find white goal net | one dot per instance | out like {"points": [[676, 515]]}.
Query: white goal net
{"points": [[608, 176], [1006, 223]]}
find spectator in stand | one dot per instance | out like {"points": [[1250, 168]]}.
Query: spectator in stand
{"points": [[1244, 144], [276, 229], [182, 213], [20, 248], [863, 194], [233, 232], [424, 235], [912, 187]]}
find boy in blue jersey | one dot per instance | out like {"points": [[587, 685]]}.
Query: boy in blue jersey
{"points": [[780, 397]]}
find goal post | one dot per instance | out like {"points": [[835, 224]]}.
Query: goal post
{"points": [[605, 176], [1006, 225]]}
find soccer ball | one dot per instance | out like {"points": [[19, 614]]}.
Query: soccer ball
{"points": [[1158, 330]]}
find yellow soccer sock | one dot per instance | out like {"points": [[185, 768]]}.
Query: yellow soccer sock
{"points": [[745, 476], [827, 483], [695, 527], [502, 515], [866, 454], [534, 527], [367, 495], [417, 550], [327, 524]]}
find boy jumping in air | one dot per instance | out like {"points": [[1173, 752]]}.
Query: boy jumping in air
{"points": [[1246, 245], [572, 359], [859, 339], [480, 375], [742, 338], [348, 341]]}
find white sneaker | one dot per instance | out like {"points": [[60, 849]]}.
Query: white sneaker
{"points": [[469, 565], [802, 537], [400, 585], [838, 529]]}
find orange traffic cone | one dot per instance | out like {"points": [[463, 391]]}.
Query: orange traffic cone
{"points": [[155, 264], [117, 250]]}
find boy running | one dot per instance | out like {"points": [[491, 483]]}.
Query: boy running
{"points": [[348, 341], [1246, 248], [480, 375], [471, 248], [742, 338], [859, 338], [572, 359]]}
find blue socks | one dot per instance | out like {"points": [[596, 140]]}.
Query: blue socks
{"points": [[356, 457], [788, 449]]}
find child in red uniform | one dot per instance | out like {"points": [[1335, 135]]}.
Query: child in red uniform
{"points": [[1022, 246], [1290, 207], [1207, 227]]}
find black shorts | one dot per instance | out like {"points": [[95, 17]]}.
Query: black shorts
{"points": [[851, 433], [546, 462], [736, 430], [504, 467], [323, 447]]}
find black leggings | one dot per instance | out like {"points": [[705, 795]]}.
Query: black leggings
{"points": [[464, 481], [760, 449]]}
+--
What is required: Arrange all the records above as a two-column CSV with the header input,output. Give one row per record, with the record's text as input and its answer as output, each in a single quoted field with line breaks replaced by spaces.

Output of the task:
input,output
"find white goal net | one dot per instance | out like {""points"": [[676, 515]]}. Query: white goal net","{""points"": [[608, 176], [1006, 223]]}"
"find spectator in stand | one dot per instance | out like {""points"": [[1250, 168]]}. Query: spectator in stand","{""points"": [[1244, 144], [276, 229], [182, 213], [20, 248], [863, 194], [233, 232], [424, 235], [912, 187]]}"
"find boy in blue jersey | one dot per instance | out like {""points"": [[587, 685]]}. Query: boy in blue jersey","{""points"": [[780, 397]]}"
"find goal post | one dot per instance | out like {""points"": [[835, 224]]}. Query: goal post","{""points"": [[605, 176], [1006, 225]]}"
"find soccer ball | one dot per instance | out like {""points"": [[19, 614]]}. Query: soccer ball","{""points"": [[1158, 330]]}"
"find yellow soccer sock | one dot per instance | out like {""points"": [[185, 768]]}. Query: yellow soccer sock","{""points"": [[745, 476], [827, 483], [695, 527], [502, 515], [866, 454], [534, 527], [367, 495], [417, 550], [327, 524]]}"
"find boy jumping in air | one dot per instance | out like {""points"": [[1173, 752]]}. Query: boy jumping in air","{""points"": [[1246, 245], [572, 359], [859, 339], [480, 375], [742, 338], [348, 341]]}"
"find white sneaker | one dot per instance | out like {""points"": [[60, 849]]}. Query: white sneaker","{""points"": [[469, 565], [802, 537], [400, 585], [838, 529]]}"
"find orange traffic cone | one dot per instance | out like {""points"": [[463, 391]]}. Query: orange traffic cone","{""points"": [[155, 264], [117, 250]]}"
"find boy running | one dot per instance | out like {""points"": [[491, 483]]}. Query: boy running","{""points"": [[348, 341], [1246, 248], [480, 375], [471, 248], [742, 338], [859, 338], [572, 359]]}"
"find blue socks | one dot per instance | out like {""points"": [[596, 140]]}. Query: blue socks","{""points"": [[356, 457], [788, 449]]}"
"find child in red uniform | one dot per instance | out like {""points"": [[1335, 135]]}. Query: child in red uniform","{""points"": [[1022, 246], [1290, 207], [1207, 227]]}"
"find black shorts | one dot per instance | out like {""points"": [[95, 17]]}. Query: black shorts","{""points"": [[851, 433], [546, 462], [736, 430], [504, 467], [323, 447]]}"
"find black leggings | one dot per instance | out like {""points"": [[705, 795]]}. Query: black leggings","{""points"": [[464, 481], [760, 449]]}"